■ **What to work on**
Recast every line of the material below as a numbered list, omitting any blank lines.
"""
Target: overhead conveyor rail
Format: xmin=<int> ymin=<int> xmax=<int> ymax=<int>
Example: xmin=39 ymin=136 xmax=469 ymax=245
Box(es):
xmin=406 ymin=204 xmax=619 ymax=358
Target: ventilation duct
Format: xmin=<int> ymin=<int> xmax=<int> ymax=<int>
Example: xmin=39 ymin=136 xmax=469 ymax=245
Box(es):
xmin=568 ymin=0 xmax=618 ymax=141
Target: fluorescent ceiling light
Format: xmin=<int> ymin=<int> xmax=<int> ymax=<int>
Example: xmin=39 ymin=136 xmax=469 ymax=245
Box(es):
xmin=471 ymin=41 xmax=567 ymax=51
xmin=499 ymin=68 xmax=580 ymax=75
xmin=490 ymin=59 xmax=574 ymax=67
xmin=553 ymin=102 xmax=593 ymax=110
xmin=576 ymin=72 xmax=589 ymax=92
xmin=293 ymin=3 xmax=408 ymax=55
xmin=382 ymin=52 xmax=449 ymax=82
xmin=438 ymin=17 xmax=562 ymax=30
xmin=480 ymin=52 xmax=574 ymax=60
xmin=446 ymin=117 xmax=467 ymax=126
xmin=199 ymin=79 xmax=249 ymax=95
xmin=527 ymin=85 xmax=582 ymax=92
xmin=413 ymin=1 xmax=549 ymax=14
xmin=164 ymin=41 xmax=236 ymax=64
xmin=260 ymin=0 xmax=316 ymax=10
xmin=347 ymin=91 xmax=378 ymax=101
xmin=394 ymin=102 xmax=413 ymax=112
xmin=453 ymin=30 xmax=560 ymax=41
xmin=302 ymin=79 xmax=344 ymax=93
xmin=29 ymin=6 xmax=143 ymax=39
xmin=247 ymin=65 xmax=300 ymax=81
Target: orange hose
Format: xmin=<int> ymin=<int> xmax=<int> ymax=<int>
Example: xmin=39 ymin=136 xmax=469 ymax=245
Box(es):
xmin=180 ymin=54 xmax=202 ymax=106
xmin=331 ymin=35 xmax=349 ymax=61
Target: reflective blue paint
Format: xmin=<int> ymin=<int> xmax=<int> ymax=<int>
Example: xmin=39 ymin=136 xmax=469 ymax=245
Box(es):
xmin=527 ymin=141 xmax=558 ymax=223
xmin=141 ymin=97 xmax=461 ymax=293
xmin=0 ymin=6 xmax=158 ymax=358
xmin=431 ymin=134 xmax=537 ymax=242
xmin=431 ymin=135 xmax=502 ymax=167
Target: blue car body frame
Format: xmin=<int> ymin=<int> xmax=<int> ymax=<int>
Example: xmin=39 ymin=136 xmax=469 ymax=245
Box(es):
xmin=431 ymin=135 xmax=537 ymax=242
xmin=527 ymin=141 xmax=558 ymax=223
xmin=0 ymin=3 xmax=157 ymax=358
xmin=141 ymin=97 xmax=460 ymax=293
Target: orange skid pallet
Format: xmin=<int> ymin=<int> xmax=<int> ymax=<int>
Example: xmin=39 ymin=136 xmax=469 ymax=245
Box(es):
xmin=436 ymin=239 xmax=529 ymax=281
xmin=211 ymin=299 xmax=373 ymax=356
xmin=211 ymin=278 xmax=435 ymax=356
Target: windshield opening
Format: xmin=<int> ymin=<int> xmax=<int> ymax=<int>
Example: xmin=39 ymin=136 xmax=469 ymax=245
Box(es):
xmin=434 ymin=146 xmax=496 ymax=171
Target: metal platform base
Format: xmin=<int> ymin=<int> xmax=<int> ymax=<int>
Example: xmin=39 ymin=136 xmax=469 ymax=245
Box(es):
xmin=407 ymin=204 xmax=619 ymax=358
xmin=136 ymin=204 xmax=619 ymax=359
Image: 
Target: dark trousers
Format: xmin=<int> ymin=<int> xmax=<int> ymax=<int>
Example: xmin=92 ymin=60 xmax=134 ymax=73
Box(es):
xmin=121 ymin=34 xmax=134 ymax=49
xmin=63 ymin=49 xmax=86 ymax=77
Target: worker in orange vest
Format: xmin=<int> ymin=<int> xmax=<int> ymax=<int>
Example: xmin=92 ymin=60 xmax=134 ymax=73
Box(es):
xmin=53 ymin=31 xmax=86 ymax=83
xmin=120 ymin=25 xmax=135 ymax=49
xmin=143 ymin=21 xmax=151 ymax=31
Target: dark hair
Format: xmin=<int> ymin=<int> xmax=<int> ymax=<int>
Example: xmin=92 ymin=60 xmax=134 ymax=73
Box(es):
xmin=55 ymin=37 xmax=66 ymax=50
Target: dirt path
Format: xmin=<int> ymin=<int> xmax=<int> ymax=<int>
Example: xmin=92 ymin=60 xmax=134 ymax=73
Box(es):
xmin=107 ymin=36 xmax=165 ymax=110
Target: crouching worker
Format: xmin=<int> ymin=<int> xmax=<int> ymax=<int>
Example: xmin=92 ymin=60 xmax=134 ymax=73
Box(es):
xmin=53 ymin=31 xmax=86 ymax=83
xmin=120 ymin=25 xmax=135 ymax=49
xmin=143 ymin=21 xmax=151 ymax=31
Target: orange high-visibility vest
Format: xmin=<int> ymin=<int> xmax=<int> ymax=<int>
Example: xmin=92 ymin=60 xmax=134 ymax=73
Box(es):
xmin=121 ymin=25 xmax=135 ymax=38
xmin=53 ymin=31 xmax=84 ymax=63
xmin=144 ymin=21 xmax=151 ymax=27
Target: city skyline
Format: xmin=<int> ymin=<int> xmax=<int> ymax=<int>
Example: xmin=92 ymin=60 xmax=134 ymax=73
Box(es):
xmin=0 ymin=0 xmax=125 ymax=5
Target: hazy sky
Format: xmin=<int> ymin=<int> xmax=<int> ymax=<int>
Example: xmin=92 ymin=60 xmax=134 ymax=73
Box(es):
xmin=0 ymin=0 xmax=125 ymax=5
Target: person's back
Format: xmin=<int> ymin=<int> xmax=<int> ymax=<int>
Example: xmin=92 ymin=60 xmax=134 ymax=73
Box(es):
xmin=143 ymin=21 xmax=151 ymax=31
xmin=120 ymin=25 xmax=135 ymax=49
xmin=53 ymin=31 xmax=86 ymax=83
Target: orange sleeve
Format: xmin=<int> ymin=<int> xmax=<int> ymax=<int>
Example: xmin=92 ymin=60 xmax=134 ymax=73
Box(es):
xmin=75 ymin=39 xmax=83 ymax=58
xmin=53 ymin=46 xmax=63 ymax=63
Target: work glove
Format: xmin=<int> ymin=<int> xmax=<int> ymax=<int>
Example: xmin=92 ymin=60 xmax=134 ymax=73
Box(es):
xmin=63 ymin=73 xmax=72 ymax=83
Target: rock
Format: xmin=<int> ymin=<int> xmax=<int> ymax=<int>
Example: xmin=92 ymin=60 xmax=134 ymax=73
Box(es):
"""
■ **Task output**
1. Target: overhead conveyor rail
2. Format: xmin=<int> ymin=<int> xmax=<int> ymax=<int>
3. Example: xmin=39 ymin=136 xmax=469 ymax=245
4. Box(es):
5. xmin=406 ymin=204 xmax=619 ymax=358
6. Target: ventilation duct
7. Format: xmin=<int> ymin=<int> xmax=<int> ymax=<int>
8. Example: xmin=39 ymin=136 xmax=469 ymax=245
9. Box(es):
10. xmin=568 ymin=0 xmax=618 ymax=141
11. Target: fluorescent ceiling light
12. Format: xmin=<int> ymin=<int> xmax=<int> ymax=<int>
13. Example: xmin=39 ymin=136 xmax=469 ymax=245
14. Box(es):
15. xmin=471 ymin=41 xmax=567 ymax=51
16. xmin=499 ymin=68 xmax=580 ymax=75
17. xmin=490 ymin=59 xmax=574 ymax=67
18. xmin=553 ymin=102 xmax=593 ymax=110
19. xmin=576 ymin=72 xmax=589 ymax=92
20. xmin=293 ymin=3 xmax=408 ymax=55
21. xmin=382 ymin=52 xmax=449 ymax=82
22. xmin=438 ymin=17 xmax=562 ymax=30
23. xmin=480 ymin=52 xmax=574 ymax=60
24. xmin=446 ymin=117 xmax=467 ymax=126
25. xmin=199 ymin=79 xmax=249 ymax=95
26. xmin=527 ymin=85 xmax=582 ymax=92
27. xmin=413 ymin=1 xmax=549 ymax=14
28. xmin=164 ymin=41 xmax=236 ymax=64
29. xmin=260 ymin=0 xmax=316 ymax=10
30. xmin=347 ymin=91 xmax=378 ymax=101
31. xmin=394 ymin=102 xmax=413 ymax=112
32. xmin=453 ymin=30 xmax=560 ymax=41
33. xmin=302 ymin=79 xmax=344 ymax=93
34. xmin=29 ymin=6 xmax=143 ymax=39
35. xmin=247 ymin=65 xmax=300 ymax=81
36. Target: orange hose
37. Format: xmin=<int> ymin=<int> xmax=<int> ymax=<int>
38. Example: xmin=39 ymin=136 xmax=469 ymax=245
39. Box(es):
40. xmin=180 ymin=54 xmax=202 ymax=106
41. xmin=331 ymin=35 xmax=349 ymax=61
42. Target: reflective blue paint
43. Format: xmin=<int> ymin=<int> xmax=<int> ymax=<int>
44. Example: xmin=39 ymin=136 xmax=469 ymax=245
45. Box(es):
46. xmin=527 ymin=141 xmax=558 ymax=223
47. xmin=141 ymin=97 xmax=461 ymax=293
48. xmin=0 ymin=6 xmax=158 ymax=358
49. xmin=431 ymin=134 xmax=537 ymax=242
50. xmin=431 ymin=135 xmax=502 ymax=167
51. Target: blue car body frame
52. Format: xmin=<int> ymin=<int> xmax=<int> ymax=<int>
53. Example: xmin=39 ymin=136 xmax=469 ymax=245
54. Box(es):
55. xmin=431 ymin=135 xmax=537 ymax=242
56. xmin=527 ymin=141 xmax=558 ymax=223
57. xmin=0 ymin=3 xmax=157 ymax=358
58. xmin=141 ymin=97 xmax=460 ymax=293
59. Target: orange skid pallet
60. Format: xmin=<int> ymin=<int> xmax=<int> ymax=<int>
61. Example: xmin=39 ymin=136 xmax=469 ymax=245
62. Box(es):
63. xmin=436 ymin=239 xmax=529 ymax=281
64. xmin=211 ymin=299 xmax=373 ymax=356
65. xmin=211 ymin=278 xmax=435 ymax=356
66. Target: windshield opening
67. Format: xmin=<int> ymin=<int> xmax=<int> ymax=<int>
68. Example: xmin=39 ymin=136 xmax=469 ymax=245
69. Box(es):
70. xmin=434 ymin=146 xmax=496 ymax=171
71. Target: metal platform base
72. Format: xmin=<int> ymin=<int> xmax=<int> ymax=<int>
73. Example: xmin=39 ymin=136 xmax=469 ymax=245
74. Box(es):
75. xmin=407 ymin=204 xmax=619 ymax=358
76. xmin=136 ymin=204 xmax=619 ymax=359
77. Image: 
78. Target: dark trousers
79. Format: xmin=<int> ymin=<int> xmax=<int> ymax=<int>
80. Example: xmin=92 ymin=60 xmax=134 ymax=73
81. Box(es):
82. xmin=121 ymin=34 xmax=134 ymax=49
83. xmin=63 ymin=49 xmax=86 ymax=77
84. Target: worker in orange vest
85. Format: xmin=<int> ymin=<int> xmax=<int> ymax=<int>
86. Example: xmin=92 ymin=60 xmax=134 ymax=73
87. Box(es):
88. xmin=53 ymin=31 xmax=86 ymax=83
89. xmin=120 ymin=25 xmax=135 ymax=49
90. xmin=143 ymin=21 xmax=151 ymax=31
91. Target: dark hair
92. Format: xmin=<int> ymin=<int> xmax=<int> ymax=<int>
93. Example: xmin=92 ymin=60 xmax=134 ymax=73
94. Box(es):
95. xmin=55 ymin=37 xmax=66 ymax=50
96. Target: dirt path
97. Format: xmin=<int> ymin=<int> xmax=<int> ymax=<int>
98. Example: xmin=92 ymin=60 xmax=134 ymax=73
99. Box(es):
100. xmin=107 ymin=36 xmax=165 ymax=110
101. Target: crouching worker
102. Format: xmin=<int> ymin=<int> xmax=<int> ymax=<int>
103. Example: xmin=92 ymin=60 xmax=134 ymax=73
104. Box(es):
105. xmin=53 ymin=31 xmax=86 ymax=83
106. xmin=120 ymin=25 xmax=135 ymax=49
107. xmin=143 ymin=21 xmax=151 ymax=31
108. Target: orange high-visibility vest
109. Format: xmin=<int> ymin=<int> xmax=<int> ymax=<int>
110. Example: xmin=92 ymin=60 xmax=134 ymax=73
111. Box(es):
112. xmin=121 ymin=25 xmax=135 ymax=38
113. xmin=53 ymin=31 xmax=84 ymax=63
114. xmin=144 ymin=21 xmax=151 ymax=27
115. Target: city skyline
116. Format: xmin=<int> ymin=<int> xmax=<int> ymax=<int>
117. Example: xmin=92 ymin=60 xmax=134 ymax=73
118. Box(es):
119. xmin=0 ymin=0 xmax=125 ymax=5
120. Target: hazy sky
121. Format: xmin=<int> ymin=<int> xmax=<int> ymax=<int>
122. Example: xmin=92 ymin=60 xmax=134 ymax=73
123. Box(es):
124. xmin=0 ymin=0 xmax=125 ymax=5
125. Target: person's back
126. Format: xmin=<int> ymin=<int> xmax=<int> ymax=<int>
127. Example: xmin=92 ymin=60 xmax=134 ymax=73
128. Box(es):
129. xmin=143 ymin=21 xmax=151 ymax=31
130. xmin=120 ymin=25 xmax=135 ymax=49
131. xmin=53 ymin=31 xmax=86 ymax=83
132. Target: orange sleeve
133. Format: xmin=<int> ymin=<int> xmax=<int> ymax=<int>
134. Example: xmin=92 ymin=60 xmax=134 ymax=73
135. Box(es):
136. xmin=75 ymin=39 xmax=83 ymax=58
137. xmin=53 ymin=46 xmax=63 ymax=63
138. Target: work glove
139. Format: xmin=<int> ymin=<int> xmax=<int> ymax=<int>
140. Example: xmin=92 ymin=60 xmax=134 ymax=73
141. Box(es):
142. xmin=63 ymin=73 xmax=72 ymax=83
143. Target: rock
144. Format: xmin=<int> ymin=<int> xmax=<int> ymax=<int>
145. Example: xmin=92 ymin=60 xmax=134 ymax=73
146. Box(es):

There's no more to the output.